About this task
Every line below that carries the word "target" needs to be copied.

Stored data entries
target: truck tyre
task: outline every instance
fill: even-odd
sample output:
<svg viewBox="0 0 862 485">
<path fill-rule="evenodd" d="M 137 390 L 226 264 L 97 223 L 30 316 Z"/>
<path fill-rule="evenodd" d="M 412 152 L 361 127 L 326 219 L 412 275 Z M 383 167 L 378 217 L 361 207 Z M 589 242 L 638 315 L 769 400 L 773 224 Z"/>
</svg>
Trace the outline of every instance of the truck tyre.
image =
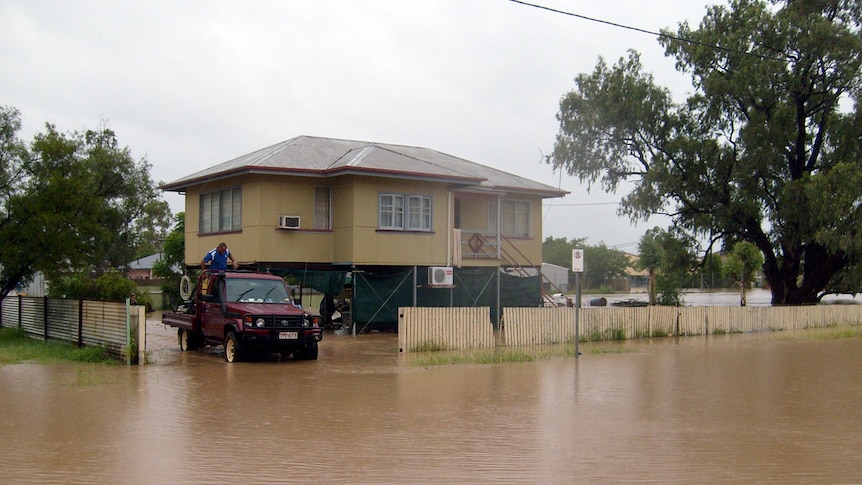
<svg viewBox="0 0 862 485">
<path fill-rule="evenodd" d="M 296 360 L 317 360 L 317 342 L 311 342 L 293 353 L 293 358 Z"/>
<path fill-rule="evenodd" d="M 201 348 L 201 343 L 203 342 L 203 338 L 200 333 L 192 332 L 183 328 L 177 330 L 177 339 L 180 342 L 180 350 L 183 352 L 187 350 L 198 350 Z"/>
<path fill-rule="evenodd" d="M 242 360 L 239 339 L 233 332 L 228 332 L 224 338 L 224 360 L 231 364 Z"/>
<path fill-rule="evenodd" d="M 189 331 L 181 328 L 177 330 L 177 340 L 180 341 L 180 351 L 185 352 L 187 350 L 191 350 L 189 347 L 189 340 L 191 340 L 191 336 L 189 336 Z"/>
</svg>

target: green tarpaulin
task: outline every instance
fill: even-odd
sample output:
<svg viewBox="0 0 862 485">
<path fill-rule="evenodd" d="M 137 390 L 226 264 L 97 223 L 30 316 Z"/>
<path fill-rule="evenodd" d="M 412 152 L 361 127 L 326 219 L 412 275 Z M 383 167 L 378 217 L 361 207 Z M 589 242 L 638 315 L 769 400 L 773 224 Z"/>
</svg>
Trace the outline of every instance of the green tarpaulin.
<svg viewBox="0 0 862 485">
<path fill-rule="evenodd" d="M 416 278 L 413 268 L 354 273 L 353 321 L 359 330 L 396 327 L 398 307 L 487 306 L 491 308 L 491 321 L 497 325 L 500 308 L 539 306 L 542 302 L 540 276 L 510 275 L 496 267 L 455 268 L 452 287 L 432 287 L 425 284 L 427 271 L 426 267 L 419 267 Z"/>
<path fill-rule="evenodd" d="M 271 272 L 281 277 L 293 276 L 299 280 L 302 286 L 314 288 L 330 296 L 336 296 L 341 293 L 341 290 L 344 289 L 345 278 L 347 277 L 346 271 L 273 268 Z"/>
</svg>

Written response
target: truck tyre
target: green tarpaulin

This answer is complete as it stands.